Belge bölümü
■ ■ ■ ■ ■

Domates

Domates soğuk hava ile depolanması

Domatesler soğuğa duyarlı ürünlerdir. Depolanma koşulları olgunluk düzeyine bağlı olarak değişir.

Tam olgun domatesler, 0 °C ile 2 °C sıcaklık ve %85 bağıl nemli depolarda saklanmalıdır. Bu koşullarda olgun domatesler ancak 5-6 gün kadar depolanabilir. Depolama sonunda hızla tüketime verilmelidir.

Olgunlaşma dönemini tam olarak tamamlamamış “dörtte üç olgun” denen domatesler, 8 °C ile 10 °C sıcaklıklarda %80-85 bağıl nemde depolanmalıdır. Bu koşullarda 1 hafta kadar dayanır.

Yarı olgun domatesler, 12 °C ile 15 °C arasında, %85-90 bağıl nemde depolanırlar. Kızarmasını tam olarak tamamlamamış bu domatesler ancak bu koşullarda olgunlaşıp kızarmaya devam edebilirler. Depolama süresi 3 hafta kadardır.

■ ■ ■ ■ ■

Derlenen malzeme
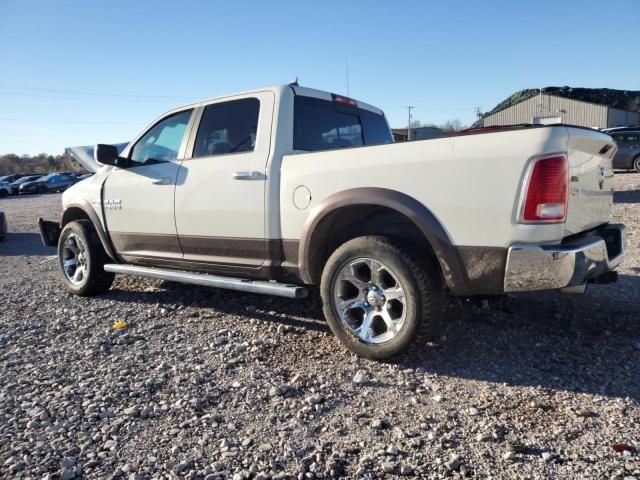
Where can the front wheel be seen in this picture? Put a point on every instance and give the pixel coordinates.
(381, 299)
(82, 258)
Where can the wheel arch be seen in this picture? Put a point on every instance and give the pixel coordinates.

■ ■ ■ ■ ■

Verilen görev 1
Domates depolama metnine dayanarak şu soruları yanıtlayın:
(a) Tam olgun domatesler hangi bağıl nemdeki depolarda saklanmalıdır?
(b) "Dörtte üç olgun" denen domatesler önerilen koşullarda ne kadar dayanır?
(c) Yarı olgun domateslerin depolama süresi ne kadardır?
Verilen görev 2
Domates depolama metnini iki cümleyle özetleyin.
Bu işler için listedeki bilgilere ihtiyaç yoktur.

Görev yanıtı 1
(a) %85 bağıl nemli depolarda saklanmalıdır.
(b) 1 hafta kadar dayanır.
(c) 3 hafta kadardır.

Görev yanıtı 2
Domatesler soğuğa duyarlıdır ve depolanma koşulları olgunluk düzeyine göre değişir. Tam olgun domatesler 0-2 °C'de 5-6 gün, dörtte üç olgun olanlar 8-10 °C'de 1 hafta kadar, yarı olgun olanlar ise 12-15 °C'de 3 hafta kadar depolanabilir.